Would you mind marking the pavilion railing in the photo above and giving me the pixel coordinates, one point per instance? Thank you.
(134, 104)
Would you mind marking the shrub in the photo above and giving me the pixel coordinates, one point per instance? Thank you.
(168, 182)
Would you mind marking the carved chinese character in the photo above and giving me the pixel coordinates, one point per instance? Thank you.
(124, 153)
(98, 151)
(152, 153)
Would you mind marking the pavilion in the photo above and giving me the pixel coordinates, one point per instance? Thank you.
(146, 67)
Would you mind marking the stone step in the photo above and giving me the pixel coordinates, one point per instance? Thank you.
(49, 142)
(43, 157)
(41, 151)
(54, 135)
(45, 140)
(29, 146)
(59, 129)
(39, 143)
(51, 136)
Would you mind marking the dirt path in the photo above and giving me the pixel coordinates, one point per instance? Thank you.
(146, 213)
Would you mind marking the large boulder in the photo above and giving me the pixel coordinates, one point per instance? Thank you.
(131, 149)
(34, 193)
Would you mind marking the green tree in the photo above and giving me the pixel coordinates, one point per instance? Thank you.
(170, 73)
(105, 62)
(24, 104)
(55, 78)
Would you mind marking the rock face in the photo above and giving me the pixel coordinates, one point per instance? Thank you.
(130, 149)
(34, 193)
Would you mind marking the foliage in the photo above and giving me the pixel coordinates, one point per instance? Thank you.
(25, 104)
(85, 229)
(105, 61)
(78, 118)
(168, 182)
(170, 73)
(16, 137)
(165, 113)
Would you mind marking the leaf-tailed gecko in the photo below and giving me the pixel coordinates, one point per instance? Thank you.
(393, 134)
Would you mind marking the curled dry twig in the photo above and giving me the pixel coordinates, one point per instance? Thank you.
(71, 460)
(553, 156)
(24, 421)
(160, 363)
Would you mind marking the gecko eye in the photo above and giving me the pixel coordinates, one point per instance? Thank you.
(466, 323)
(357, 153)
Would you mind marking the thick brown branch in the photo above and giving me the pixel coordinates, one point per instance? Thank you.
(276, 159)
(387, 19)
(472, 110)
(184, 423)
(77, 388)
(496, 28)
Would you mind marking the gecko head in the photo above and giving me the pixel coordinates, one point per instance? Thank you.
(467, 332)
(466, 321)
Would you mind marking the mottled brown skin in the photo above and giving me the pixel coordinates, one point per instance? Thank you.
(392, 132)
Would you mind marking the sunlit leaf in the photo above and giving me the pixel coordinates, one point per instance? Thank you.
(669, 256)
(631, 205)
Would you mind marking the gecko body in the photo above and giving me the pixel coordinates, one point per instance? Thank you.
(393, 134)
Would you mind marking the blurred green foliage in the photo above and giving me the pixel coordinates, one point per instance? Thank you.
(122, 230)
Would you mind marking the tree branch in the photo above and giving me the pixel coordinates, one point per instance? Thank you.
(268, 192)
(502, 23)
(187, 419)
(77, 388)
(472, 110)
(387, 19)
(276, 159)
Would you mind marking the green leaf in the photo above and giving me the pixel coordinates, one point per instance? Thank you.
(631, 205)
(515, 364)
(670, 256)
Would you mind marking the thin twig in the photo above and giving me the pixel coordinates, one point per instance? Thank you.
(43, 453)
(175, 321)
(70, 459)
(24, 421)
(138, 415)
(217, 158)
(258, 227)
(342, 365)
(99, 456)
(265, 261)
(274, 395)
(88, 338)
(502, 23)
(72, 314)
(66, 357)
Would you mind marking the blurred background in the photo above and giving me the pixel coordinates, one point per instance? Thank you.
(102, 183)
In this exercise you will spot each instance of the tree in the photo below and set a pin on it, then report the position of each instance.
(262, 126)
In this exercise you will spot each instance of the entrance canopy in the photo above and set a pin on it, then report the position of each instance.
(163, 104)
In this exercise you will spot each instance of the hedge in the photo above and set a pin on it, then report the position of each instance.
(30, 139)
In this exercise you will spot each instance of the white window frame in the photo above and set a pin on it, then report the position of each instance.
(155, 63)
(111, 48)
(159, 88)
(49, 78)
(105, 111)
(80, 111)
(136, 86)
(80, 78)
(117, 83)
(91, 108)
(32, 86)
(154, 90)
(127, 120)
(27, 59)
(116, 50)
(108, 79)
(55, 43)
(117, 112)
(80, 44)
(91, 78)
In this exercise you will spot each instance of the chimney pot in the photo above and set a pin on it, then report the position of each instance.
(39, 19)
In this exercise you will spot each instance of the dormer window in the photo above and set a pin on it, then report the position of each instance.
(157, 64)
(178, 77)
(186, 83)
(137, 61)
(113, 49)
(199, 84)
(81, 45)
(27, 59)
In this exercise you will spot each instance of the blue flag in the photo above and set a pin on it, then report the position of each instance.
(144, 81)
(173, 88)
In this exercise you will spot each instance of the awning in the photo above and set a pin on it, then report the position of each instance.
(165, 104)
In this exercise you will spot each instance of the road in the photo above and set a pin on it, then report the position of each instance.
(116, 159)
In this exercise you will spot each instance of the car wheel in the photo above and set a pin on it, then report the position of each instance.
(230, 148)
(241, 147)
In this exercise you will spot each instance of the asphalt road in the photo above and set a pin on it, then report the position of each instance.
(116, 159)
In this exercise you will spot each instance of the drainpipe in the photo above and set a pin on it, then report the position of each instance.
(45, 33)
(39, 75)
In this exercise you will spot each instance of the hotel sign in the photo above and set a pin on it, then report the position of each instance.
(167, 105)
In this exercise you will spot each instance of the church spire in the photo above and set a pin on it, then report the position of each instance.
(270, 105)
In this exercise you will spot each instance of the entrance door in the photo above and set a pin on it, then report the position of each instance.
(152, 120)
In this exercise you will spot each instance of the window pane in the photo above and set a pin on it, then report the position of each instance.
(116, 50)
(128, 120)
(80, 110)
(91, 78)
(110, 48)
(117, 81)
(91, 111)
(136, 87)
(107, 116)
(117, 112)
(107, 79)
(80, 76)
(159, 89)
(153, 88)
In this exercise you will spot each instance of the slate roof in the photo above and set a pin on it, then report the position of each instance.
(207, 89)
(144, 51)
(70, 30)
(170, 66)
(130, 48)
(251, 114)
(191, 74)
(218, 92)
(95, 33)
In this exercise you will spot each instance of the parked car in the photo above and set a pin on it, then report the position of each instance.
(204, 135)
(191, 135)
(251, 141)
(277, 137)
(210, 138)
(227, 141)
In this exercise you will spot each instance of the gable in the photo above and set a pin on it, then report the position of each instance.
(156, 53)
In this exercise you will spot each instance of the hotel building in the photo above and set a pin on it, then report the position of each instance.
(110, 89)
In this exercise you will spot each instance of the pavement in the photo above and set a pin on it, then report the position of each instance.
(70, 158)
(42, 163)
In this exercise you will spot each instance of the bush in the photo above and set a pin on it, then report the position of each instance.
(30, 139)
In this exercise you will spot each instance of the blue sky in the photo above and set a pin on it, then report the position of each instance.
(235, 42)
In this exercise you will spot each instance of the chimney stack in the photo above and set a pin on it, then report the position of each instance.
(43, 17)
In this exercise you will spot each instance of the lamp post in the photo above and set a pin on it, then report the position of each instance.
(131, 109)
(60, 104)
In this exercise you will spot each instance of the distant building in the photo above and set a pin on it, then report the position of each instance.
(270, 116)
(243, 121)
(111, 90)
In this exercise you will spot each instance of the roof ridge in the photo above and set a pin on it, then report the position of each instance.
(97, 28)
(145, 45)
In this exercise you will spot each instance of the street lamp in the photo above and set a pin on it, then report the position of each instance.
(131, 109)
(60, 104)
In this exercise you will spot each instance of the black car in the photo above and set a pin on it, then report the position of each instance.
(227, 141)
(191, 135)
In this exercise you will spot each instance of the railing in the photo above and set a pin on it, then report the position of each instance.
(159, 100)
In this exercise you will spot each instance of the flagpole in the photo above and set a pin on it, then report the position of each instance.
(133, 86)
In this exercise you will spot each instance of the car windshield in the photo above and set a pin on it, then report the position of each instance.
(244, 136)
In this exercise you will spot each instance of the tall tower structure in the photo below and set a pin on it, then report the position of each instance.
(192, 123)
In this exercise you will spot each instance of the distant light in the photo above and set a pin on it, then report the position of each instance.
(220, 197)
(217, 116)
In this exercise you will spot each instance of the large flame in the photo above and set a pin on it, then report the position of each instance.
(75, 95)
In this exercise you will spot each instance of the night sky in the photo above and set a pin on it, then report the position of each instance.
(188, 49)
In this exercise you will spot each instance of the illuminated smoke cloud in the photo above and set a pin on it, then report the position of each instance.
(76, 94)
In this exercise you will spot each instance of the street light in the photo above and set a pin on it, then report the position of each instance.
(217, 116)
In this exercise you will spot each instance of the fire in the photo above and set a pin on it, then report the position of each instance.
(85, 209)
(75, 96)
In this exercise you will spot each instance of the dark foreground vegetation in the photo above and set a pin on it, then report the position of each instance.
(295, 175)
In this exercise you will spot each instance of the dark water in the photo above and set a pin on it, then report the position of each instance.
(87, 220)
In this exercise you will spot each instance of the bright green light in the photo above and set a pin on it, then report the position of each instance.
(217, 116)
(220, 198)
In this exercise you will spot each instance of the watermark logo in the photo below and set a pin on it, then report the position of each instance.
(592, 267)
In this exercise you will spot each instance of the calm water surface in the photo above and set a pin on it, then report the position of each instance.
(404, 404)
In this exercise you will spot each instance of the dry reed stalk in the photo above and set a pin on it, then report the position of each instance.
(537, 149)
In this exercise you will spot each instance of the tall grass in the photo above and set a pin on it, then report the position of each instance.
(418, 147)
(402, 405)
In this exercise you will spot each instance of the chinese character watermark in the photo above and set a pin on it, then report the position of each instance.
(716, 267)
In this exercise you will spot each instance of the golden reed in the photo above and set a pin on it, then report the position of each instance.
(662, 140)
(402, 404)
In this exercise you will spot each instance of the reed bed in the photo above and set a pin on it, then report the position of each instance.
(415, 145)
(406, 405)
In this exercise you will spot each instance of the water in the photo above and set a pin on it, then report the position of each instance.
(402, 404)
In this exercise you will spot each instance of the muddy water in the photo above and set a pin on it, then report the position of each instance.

**AIM OF THE EXERCISE**
Exactly reproduce the lines beginning with the one that contains "In this exercise you will spot each instance of the dry" and ending with the last line of the material, both included. Leave out everything else.

**RIGHT ANSWER**
In this exercise you will spot each instance of the dry reed stalk in the photo above and set a pin on it, then report the position of each instance.
(537, 149)
In this exercise you will spot each instance of the tall grass in the photo above and set a pin on it, then report the position of each instance.
(418, 147)
(402, 405)
In this exercise you will spot each instance of the chinese character watermark in the photo above and set a pin on it, then report the position of each instance.
(716, 267)
In this exercise you will spot each instance of the golden reed in the photo above and set a pin on it, then report the position of each instance.
(662, 140)
(402, 404)
In this exercise you will spot each instance of the reed bed in the photo above and set a pin on it, then report the position of each instance.
(415, 145)
(406, 405)
In this exercise you will spot each instance of the water in the photo above and set a pin on it, then report the position of each instance.
(402, 404)
In this exercise you will spot each instance of the muddy water in the photo above and set a pin on it, then report the position of each instance.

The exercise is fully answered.